Thousands of young people were training to be chefs when the pandemic hit last March. Many had invested years of their lives, often taking classes while also holding down internships in local eateries, or staging in well-known restaurants. Many harbored visions of owning their own place, maybe appearing on TV, or earning multi-star reviews. Like the rest of us, by May their lives were turned upside down. And yet, amidst all the loss, there’s also an opportunity to reinvent what it means to be a chef in our modern world. But seizing that opportunity will also require some big changes to culinary education.
Culinary curriculums haven’t changed much over the decades, but the number of cooking schools sure has. Back in the ‘70 s when I got my first job in the service industry, if you wanted to become a chef, there were only two great cooking schools: The Culinary Institute of America and Johnson & Wales University. And if you wanted to learn hospitality management, you went to Cornell or Purdue.
Then, after the birth of the modern celebrity chef in the ‘90s, enrollment in culinary schools exploded. From expensive multi-year programs to rural community colleges, programs have often struggled to keep up with demand.
Many young chefs dreamed of following in the footsteps of empire-builders like Emeril Lagasse. Others modeled their swagger on kitchen rebels like Anthony Bourdain. Yet no matter the vision, the near-universal training this generation of chefs received was geared toward one aspiration: the world of “fine dining.”
Now, the next generation is being inspired by World Central Kitchen’s (WCK) Chef José Andrés, who has enlisted an army of chefs, and helped reopen restaurants to feed hundreds of thousands of people after a range of humanitarian disasters—including the pandemic. To many of them, Andrés is the kind of community-building chef they want to emulate.
That’s why now is the time for culinary schools to augment traditional curriculums, and introduce a whole new field of cooking: Culinary Activism 101.
Recently, I had a chance to explore this idea in New Mexico, where many people—especially in Native American communities—have been hit hard by both the health and economic impacts of COVID .

> Exercise requirements:
#1 Output the text of the passage, starting with "Now, the next" and going on through "want to emulate.".
#2 The passage says now is the time for culinary schools to add a new field of cooking to their curriculums. In one to three sentences, explain the reason it gives.
#3 Answer these questions from the passage:
(a) In the '70s, which two schools were the great cooking schools for someone who wanted to become a chef?
(b) Toward what one aspiration was the training of this generation of chefs geared?
(c) In what state did the writer recently explore the idea of culinary activism?

> Entries supplied:
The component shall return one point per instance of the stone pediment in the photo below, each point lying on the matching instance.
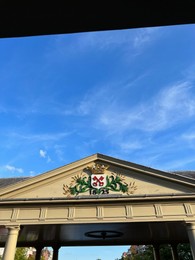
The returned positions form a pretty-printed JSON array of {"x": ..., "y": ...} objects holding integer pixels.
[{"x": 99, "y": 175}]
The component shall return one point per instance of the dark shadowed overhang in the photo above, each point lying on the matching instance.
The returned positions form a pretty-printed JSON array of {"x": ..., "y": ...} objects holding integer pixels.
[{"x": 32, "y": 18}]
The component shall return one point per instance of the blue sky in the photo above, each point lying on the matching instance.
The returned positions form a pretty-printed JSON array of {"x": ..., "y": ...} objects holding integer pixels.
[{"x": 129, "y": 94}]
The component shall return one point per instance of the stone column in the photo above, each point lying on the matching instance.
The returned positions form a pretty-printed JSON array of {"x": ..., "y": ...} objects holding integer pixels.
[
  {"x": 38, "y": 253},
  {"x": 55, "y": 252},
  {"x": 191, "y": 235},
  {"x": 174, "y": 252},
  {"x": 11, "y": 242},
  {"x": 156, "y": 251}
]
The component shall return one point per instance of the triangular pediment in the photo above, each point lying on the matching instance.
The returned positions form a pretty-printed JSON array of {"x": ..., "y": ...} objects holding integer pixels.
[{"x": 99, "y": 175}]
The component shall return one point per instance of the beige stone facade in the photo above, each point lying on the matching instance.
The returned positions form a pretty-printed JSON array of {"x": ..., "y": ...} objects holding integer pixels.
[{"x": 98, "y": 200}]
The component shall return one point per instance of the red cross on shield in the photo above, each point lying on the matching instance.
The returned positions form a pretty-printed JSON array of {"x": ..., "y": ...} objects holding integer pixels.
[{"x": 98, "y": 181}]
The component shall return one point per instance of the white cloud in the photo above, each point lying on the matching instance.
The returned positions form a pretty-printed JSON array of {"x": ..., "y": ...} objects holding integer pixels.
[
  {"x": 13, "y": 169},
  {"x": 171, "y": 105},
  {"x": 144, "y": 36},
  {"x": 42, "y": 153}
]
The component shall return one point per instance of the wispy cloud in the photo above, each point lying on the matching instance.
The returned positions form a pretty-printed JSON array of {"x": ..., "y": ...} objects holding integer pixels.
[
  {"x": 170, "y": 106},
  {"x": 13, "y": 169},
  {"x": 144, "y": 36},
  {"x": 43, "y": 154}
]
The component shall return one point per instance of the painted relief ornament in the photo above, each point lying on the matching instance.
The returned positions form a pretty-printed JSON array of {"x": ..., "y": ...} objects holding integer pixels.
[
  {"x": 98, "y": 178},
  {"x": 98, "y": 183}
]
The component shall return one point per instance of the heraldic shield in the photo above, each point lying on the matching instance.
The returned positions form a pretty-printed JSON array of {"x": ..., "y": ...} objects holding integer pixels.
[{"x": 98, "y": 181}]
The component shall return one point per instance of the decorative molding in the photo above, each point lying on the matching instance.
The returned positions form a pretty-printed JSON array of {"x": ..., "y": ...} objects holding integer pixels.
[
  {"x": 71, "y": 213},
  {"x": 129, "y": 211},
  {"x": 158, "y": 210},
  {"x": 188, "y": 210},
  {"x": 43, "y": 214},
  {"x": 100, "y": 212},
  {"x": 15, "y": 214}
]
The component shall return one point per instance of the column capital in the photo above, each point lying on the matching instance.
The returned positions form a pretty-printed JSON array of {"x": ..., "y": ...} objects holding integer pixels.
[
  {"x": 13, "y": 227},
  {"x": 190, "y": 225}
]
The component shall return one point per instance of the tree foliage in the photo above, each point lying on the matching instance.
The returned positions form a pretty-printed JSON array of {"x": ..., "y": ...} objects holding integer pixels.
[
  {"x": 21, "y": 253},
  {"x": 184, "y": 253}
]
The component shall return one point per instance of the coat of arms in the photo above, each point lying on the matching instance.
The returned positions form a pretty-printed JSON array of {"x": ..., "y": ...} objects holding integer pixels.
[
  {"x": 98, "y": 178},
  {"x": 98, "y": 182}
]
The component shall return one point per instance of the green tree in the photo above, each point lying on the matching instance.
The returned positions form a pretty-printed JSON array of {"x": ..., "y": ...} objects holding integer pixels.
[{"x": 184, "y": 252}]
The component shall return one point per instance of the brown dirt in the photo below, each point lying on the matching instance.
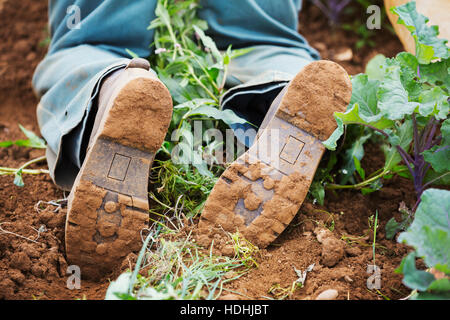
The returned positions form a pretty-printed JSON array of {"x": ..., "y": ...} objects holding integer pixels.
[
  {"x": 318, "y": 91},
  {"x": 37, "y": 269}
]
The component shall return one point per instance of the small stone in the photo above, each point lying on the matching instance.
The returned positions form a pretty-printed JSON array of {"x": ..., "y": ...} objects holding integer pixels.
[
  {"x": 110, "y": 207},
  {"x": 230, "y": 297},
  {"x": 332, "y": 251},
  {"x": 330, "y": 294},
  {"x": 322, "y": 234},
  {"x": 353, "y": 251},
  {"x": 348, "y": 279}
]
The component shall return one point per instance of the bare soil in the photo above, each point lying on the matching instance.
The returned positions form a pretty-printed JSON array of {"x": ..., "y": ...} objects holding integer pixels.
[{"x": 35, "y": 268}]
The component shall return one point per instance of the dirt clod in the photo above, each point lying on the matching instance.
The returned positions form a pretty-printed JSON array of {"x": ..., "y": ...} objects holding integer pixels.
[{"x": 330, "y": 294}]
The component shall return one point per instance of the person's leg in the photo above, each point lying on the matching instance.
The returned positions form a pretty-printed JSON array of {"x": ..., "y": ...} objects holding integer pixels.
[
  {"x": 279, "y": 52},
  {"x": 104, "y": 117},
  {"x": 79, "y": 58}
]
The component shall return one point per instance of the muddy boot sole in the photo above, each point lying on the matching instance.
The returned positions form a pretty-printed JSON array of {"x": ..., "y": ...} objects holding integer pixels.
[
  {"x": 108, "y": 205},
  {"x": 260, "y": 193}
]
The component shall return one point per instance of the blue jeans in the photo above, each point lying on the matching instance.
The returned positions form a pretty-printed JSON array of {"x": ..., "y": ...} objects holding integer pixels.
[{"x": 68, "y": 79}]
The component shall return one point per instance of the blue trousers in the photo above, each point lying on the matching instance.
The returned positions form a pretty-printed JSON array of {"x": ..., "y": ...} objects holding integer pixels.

> Solved problems:
#1
Now, the next generation is being inspired by World Central Kitchen’s (WCK) Chef José Andrés, who has enlisted an army of chefs, and helped reopen restaurants to feed hundreds of thousands of people after a range of humanitarian disasters—including the pandemic. To many of them, Andrés is the kind of community-building chef they want to emulate.

#2 The next generation of chefs is being inspired by World Central Kitchen's Chef José Andrés. He has enlisted an army of chefs and helped reopen restaurants to feed hundreds of thousands of people after humanitarian disasters, including the pandemic. Many young chefs want to emulate his kind of community-building chef.

#3
(a) The Culinary Institute of America and Johnson & Wales University.
(b) The world of "fine dining."
(c) New Mexico.